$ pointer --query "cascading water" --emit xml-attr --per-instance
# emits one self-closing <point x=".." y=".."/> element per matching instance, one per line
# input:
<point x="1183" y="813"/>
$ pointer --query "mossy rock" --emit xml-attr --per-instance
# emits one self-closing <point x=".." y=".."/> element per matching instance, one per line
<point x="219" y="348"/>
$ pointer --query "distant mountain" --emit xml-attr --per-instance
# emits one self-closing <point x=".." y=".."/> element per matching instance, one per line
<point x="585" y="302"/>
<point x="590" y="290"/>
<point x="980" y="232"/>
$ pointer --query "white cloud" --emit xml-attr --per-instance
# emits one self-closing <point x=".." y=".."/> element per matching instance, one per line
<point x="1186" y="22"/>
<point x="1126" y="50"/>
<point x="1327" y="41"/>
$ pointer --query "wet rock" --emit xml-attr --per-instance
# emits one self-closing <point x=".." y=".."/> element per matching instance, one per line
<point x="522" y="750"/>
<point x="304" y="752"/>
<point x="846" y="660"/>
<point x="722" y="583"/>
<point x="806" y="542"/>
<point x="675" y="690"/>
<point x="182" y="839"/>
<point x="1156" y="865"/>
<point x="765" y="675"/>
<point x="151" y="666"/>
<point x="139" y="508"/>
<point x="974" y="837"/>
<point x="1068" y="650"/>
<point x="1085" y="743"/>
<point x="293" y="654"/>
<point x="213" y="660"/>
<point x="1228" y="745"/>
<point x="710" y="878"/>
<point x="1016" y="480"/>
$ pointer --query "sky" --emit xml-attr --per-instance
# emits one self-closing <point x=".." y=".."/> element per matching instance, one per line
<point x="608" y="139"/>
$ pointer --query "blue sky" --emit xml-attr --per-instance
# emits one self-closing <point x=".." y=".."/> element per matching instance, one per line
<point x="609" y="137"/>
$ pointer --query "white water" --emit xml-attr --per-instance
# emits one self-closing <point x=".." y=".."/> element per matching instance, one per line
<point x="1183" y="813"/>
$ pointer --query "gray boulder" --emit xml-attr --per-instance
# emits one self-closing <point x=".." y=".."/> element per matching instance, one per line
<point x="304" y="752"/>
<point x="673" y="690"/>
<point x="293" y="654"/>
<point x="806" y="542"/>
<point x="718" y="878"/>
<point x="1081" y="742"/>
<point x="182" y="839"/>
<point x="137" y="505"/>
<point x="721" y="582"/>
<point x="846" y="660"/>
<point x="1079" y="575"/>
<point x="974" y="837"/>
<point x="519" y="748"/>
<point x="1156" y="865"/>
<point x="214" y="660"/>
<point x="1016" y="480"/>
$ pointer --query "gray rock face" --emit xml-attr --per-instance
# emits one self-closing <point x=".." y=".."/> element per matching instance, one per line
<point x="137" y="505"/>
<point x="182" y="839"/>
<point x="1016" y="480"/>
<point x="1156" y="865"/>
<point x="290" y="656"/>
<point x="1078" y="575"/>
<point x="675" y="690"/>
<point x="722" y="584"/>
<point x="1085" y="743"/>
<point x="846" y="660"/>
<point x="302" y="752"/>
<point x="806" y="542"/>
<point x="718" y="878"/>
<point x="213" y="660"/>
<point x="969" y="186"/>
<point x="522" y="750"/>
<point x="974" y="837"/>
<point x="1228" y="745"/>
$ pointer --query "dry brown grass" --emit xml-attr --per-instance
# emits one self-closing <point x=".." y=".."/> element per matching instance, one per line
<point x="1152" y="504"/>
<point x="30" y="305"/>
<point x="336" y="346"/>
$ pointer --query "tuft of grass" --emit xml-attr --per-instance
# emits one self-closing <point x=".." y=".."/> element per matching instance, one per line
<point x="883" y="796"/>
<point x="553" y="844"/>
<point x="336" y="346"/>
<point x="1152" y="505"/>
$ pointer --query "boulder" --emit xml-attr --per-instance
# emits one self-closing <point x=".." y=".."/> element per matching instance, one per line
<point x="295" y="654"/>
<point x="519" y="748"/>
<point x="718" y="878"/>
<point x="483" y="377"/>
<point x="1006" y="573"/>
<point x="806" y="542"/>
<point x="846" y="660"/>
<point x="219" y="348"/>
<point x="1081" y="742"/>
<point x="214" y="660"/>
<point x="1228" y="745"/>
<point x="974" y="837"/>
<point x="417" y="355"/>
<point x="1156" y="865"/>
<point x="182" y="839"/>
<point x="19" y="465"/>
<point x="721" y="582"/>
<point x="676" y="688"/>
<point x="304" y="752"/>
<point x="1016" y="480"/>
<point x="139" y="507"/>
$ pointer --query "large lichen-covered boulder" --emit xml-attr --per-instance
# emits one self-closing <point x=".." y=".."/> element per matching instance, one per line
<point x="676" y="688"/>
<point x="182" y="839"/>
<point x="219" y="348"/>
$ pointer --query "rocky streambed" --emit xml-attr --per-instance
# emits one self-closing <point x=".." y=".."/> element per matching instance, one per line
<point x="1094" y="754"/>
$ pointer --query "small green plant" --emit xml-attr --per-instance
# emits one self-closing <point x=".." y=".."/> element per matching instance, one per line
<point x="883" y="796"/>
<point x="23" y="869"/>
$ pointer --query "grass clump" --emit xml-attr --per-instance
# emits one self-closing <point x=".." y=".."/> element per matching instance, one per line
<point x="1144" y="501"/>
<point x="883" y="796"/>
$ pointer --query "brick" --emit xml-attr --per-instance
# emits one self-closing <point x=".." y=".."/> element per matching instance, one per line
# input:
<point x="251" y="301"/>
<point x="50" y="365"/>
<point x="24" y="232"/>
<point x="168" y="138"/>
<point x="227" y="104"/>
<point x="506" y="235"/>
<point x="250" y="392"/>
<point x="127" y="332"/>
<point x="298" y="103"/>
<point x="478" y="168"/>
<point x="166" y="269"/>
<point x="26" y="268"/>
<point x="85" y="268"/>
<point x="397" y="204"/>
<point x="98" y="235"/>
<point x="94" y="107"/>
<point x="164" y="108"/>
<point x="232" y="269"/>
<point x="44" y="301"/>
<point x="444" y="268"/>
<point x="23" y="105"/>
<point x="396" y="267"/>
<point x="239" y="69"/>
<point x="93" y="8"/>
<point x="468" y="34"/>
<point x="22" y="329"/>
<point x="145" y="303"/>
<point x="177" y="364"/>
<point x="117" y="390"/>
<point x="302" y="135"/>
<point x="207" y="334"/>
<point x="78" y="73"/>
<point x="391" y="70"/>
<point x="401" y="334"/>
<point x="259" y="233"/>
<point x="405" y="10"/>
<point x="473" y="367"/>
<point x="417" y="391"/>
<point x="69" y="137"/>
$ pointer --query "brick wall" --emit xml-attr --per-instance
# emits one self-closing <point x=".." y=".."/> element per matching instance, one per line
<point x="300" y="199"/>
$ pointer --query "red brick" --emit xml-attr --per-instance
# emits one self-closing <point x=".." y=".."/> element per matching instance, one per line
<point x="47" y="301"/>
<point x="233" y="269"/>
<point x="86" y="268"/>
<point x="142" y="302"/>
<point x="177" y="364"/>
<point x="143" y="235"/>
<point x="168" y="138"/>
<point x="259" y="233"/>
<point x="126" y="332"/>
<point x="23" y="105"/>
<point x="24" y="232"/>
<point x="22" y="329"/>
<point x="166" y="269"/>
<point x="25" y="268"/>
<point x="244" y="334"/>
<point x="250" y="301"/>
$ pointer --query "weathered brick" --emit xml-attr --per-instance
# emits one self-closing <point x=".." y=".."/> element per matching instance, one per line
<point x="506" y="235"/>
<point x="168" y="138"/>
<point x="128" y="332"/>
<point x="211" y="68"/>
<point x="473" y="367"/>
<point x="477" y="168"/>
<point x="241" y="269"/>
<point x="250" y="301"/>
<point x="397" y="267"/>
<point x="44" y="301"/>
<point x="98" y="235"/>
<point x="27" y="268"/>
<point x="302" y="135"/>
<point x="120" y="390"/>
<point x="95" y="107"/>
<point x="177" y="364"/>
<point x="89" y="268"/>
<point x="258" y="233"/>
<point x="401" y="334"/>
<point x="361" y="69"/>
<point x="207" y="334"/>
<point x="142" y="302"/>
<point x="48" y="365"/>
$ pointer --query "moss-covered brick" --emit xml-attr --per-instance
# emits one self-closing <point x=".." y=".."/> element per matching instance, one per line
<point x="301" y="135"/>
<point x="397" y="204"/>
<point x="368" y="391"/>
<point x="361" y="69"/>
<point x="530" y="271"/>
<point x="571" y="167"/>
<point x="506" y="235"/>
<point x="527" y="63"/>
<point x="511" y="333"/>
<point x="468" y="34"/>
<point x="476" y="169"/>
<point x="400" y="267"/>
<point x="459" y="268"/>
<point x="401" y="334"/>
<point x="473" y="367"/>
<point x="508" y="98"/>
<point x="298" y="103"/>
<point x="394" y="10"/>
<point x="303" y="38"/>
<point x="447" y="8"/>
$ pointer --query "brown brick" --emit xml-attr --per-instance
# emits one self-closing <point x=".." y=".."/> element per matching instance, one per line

= = =

Given problem:
Locate each line in the entries above that contains the string "water" and copy those lines out in their original order.

Solution for this exercise:
$ pointer --query "cascading water" --emit xml-attr --per-instance
$ pointer --query "white water" --emit xml-attr --per-instance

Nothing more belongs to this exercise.